→ Exercise aim
Pick out and copy every line of the records below that contains the word "grass", treating uppercase and lowercase letters as distinct.
## START
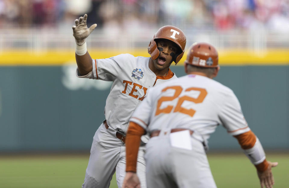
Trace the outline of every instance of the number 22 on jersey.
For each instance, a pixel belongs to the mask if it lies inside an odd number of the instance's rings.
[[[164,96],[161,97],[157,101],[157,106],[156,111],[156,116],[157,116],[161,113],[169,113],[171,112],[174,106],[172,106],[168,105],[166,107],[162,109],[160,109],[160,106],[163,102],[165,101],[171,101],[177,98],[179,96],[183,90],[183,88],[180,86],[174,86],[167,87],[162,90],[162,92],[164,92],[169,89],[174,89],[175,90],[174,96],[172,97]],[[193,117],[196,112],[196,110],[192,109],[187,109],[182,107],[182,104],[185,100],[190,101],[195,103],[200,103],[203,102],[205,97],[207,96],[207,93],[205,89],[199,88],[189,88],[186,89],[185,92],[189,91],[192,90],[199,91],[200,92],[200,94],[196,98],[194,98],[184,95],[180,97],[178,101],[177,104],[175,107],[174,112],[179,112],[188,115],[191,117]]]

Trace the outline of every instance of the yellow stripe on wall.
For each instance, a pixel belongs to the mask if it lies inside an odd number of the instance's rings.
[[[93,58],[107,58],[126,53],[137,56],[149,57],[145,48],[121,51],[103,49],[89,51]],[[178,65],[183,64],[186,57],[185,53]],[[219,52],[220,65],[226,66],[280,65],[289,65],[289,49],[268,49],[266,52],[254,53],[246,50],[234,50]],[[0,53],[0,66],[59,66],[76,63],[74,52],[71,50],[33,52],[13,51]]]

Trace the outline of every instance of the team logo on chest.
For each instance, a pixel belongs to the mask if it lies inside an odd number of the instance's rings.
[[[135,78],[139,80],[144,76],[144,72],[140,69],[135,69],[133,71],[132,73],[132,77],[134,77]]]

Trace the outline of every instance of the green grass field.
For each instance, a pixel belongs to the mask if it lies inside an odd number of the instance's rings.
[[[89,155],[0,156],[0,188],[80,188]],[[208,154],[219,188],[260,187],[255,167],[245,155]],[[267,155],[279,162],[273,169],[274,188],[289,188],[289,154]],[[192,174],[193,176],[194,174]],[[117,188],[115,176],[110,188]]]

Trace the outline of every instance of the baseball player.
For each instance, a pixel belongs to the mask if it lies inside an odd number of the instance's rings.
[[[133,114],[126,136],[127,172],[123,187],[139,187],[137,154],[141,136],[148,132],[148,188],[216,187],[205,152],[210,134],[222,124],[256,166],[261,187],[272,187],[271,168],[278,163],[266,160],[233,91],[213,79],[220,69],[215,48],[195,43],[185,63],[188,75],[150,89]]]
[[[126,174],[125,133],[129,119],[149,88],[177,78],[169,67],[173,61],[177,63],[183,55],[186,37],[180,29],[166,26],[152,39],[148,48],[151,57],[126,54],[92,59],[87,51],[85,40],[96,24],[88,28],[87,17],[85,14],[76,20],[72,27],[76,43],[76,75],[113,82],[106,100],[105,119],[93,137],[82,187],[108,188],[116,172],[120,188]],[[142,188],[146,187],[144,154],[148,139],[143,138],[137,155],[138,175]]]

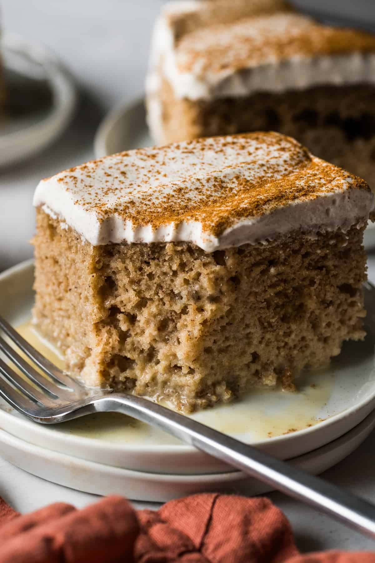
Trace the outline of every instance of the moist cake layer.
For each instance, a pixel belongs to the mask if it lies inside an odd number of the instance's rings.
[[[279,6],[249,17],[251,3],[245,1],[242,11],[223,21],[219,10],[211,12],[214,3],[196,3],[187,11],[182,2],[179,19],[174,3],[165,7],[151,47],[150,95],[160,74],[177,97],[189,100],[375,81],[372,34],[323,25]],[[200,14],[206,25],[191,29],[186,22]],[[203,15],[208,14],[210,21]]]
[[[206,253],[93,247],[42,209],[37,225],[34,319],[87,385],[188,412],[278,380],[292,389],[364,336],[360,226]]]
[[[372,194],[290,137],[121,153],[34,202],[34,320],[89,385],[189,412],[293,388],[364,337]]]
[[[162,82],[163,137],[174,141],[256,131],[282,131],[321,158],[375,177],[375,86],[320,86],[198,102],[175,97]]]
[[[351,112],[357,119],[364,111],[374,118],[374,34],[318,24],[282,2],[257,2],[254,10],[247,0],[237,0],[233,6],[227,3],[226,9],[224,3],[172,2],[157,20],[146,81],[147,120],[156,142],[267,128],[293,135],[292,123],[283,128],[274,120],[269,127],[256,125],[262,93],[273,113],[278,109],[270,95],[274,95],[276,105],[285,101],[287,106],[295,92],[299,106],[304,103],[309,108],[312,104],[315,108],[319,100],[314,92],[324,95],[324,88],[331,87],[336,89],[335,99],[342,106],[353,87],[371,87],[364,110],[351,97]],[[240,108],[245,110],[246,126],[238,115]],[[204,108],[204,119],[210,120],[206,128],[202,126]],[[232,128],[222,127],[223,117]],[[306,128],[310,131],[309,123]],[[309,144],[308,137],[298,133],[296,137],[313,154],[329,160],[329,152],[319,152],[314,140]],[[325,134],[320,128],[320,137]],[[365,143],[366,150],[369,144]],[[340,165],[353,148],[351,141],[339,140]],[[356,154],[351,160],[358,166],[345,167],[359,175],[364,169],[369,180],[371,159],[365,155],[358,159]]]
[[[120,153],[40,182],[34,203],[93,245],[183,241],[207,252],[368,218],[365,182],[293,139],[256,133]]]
## END
## START
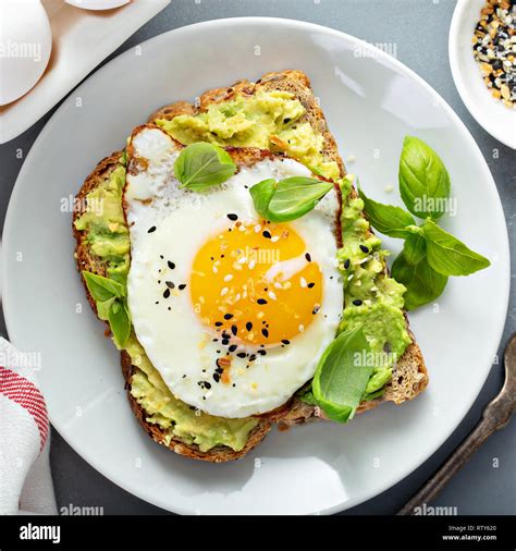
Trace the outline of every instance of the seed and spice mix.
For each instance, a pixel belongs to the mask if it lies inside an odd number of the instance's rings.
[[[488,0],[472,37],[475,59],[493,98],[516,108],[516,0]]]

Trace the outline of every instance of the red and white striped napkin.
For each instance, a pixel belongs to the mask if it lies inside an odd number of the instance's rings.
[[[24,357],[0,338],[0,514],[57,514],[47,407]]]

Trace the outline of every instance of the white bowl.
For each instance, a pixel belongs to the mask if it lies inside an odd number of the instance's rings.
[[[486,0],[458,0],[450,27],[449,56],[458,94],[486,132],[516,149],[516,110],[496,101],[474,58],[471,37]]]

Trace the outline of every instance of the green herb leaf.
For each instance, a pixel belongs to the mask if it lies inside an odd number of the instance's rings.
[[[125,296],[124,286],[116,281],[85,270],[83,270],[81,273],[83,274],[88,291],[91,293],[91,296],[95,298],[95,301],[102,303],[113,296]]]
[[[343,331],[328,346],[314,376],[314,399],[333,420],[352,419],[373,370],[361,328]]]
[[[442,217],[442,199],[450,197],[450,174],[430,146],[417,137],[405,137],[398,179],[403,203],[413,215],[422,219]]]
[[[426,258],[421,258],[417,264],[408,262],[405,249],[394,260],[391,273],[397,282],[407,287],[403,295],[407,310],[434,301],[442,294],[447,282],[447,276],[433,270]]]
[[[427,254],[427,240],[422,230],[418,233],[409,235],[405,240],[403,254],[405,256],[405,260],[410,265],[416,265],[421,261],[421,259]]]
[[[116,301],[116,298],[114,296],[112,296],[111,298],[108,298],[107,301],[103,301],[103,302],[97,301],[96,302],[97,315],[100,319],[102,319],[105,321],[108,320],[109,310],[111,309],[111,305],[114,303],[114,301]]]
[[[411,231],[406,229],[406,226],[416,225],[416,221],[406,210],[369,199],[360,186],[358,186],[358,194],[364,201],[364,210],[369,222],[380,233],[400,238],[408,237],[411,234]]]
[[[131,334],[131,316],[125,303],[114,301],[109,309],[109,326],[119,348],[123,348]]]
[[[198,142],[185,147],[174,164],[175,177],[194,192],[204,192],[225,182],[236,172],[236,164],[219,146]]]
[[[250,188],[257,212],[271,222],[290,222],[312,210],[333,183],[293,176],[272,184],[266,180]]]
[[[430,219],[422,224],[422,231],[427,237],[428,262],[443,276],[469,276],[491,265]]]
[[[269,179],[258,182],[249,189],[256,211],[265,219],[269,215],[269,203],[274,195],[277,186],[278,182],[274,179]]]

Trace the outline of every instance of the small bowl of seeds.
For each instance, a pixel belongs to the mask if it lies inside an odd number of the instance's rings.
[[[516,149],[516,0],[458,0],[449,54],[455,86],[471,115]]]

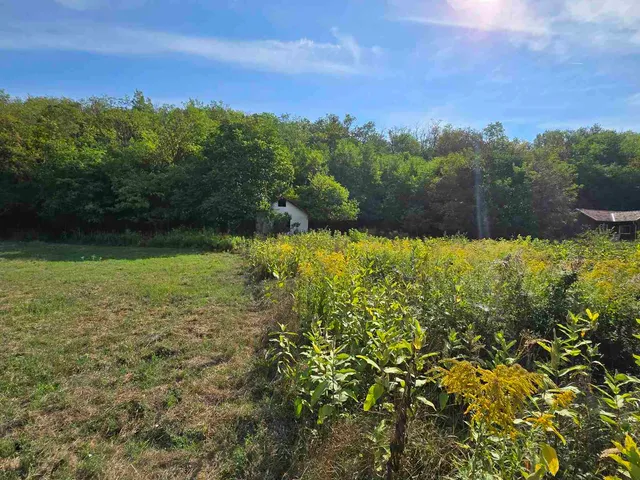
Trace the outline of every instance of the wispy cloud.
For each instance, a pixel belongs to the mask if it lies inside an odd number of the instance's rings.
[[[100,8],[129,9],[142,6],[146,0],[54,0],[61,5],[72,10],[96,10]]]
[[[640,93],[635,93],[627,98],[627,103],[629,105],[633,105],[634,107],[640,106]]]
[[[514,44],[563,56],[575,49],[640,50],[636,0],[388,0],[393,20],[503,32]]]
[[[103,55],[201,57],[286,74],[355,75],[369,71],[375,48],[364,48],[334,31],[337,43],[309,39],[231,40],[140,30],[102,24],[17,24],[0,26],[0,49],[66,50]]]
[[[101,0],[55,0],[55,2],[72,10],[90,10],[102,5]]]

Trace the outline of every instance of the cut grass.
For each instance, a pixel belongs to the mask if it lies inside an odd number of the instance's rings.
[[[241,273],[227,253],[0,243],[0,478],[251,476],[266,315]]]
## END
→ Written solution
Trace the outline of every instance of the green grass field.
Trace the outline of every instance of the cut grass.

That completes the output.